__TASKS TO COMPLETE__:
**a.** Translate this sentence from the passage on LLC member rights into Spanish: "But “units” has no uniform definition or generally accepted meaning when applied to LLCs."
**b.** In the passage on LLC member rights, what did the New York decision find?
**c.** Carry on the passage on LLC member rights after its last sentence.

__DOCUMENT__:
## BEGIN
The court rejected Burningham’s argument that dissolution is the sole remedy for wrongdoing between the members as being inconsistent with the jury’s finding that he had repudiated and abandoned the operating agreement. As the court said: “When one party effectively extinguishes a business agreement, whether it be a partnership agreement or a limited liability agreement, that party cannot rely on the agreement (or the default provisions of the LLC Act that supplement the agreement) to protect itself from the harm its actions have occasioned.” OLP, 2009 UT 75, ¶ 21.
The OLP decision is consistent with the approach of many courts to the rights and remedies of LLC members. For example, earlier this year I blogged on a New York decision which found that LLC members have a common law right to an equitable accounting, even though not explicitly authorized in the statute, here. I also described Idaho’s first case on fiduciary duties of LLC members, which found that fiduciary duties existed between managing members even though no such right was described in Idaho’s LLC Act, here. Courts generally seem to be reluctant to rule out common law rights of recovery or to exclude equitable remedies, in the absence of an explicit bar in their state’s LLC Act.
Confusion Over LLC Units
LLC operating agreements often use the term “units” to describe member rights in the LLC. It is convenient to have a word like “units” to label the members’ rights, and “units” is widely used. But “units” has no uniform definition or generally accepted meaning when applied to LLCs.
Andrew Immerman recently authored an article that examines the inherent ambiguity and the confusion that often results from using units to describe LLC member rights. L. Andrew Immerman, Is There Any Such Thing as an LLC Unit?, 11 No. 4 Bus. Entities 20 (July/Aug. 2009), 2009 WL 2563091. The article is a good review of how and why the units terminology is used and misunderstood. It provides examples of the mistaken conclusions that business people can reach when they ignore the differences between shares of stock in a corporation and the rights of a member in an LLC.
## END
Rows from a pointing dataset
## BEGIN
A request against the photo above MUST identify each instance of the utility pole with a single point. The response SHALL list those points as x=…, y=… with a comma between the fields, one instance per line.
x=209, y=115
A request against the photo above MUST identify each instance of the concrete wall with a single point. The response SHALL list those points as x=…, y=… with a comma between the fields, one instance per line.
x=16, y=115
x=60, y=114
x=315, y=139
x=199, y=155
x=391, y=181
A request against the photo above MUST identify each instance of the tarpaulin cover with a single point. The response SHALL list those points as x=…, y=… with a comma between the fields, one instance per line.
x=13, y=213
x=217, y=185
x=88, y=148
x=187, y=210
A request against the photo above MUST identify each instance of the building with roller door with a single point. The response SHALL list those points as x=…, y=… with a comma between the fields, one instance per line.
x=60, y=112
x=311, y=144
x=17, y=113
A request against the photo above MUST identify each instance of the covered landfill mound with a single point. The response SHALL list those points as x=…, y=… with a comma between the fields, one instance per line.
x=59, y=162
## END
__RESPONSES PER TASK__:
**a.** Pero «unidades» no tiene una definición uniforme ni un significado generalmente aceptado cuando se aplica a las LLC.

**b.** It found that LLC members have a common law right to an equitable accounting, even though the statute does not explicitly authorize it.

**c.**
Immerman ascribes this confusion to three principal causes. First, business people and sometimes lawyers often think of an LLC as essentially similar to a corporation. Second, the state laws that authorize LLCs do not expressly authorize the issuance of LLC units or define an LLC unit. Third, LLC members are taxed differently than shareholders. LLC taxation can cause units in the same LLC to unexpectedly provide different benefits to their owners, unlike shares of stock, which are usually interchangeable.
There is no concept of “units” in the various state LLC statutes. For example, Washington’s LLC Act makes no reference to units, and simply defines a member’s LLC interest as personal property comprising the member’s share of the profits and losses of an LLC, and the right to receive distributions of the LLC’s assets. Wash. Rev. Code §§ 25.15.005(6), 25.15.245(1).
Delaware’s LLC Act likewise makes no reference to units, and has an almost identical definition of a member’s LLC interest. Del. Code Ann. tit. 6, §§ 18-101(8), 18-701. And neither NCCUSL’s Revised Uniform Limited Liability Act nor the Revised Prototype Limited Liability Company Act from the American Bar Association uses that terminology.
LLCs are distinct from corporations in a number of ways. One major difference is that an LLC is much more a creature of contract than is a corporation. LLC member rights are normally defined by the members’ operating agreement, and only secondarily by the LLC Act. Members are parties to the operating agreement, whereas corporate shareholders hold shares of stock but need not be parties to any contract. Most of a shareholder’s rights will generally be defined by the applicable corporate statute, while an LLC member’s rights will be defined by the terms of the operating agreement. A potential investor in an LLC cannot know what rights the holder of a unit will have without a careful examination of the operating agreement.
Another difference between LLCs and corporations is that the rights associated with ownership of a share of stock are not normally divided. If a share of stock is sold, the rights to receive dividends, to vote, and to receive corporate information will usually all go with the share of stock. Transfer of a member’s interest in an LLC, on the other hand, will convey the right to receive profits, losses and distributions, but it will not necessarily carry with it the right to vote and participate in management of the LLC. All the members must approve the transferee’s admission as a member and participation in management, or the operating agreement may provide for the transferee’s admission as a member. E.g., Wash. Rev. Code §§ 25.15.250, 25.15.260; Del. Code Ann. tit. 6, §§ 18-702, 18-703.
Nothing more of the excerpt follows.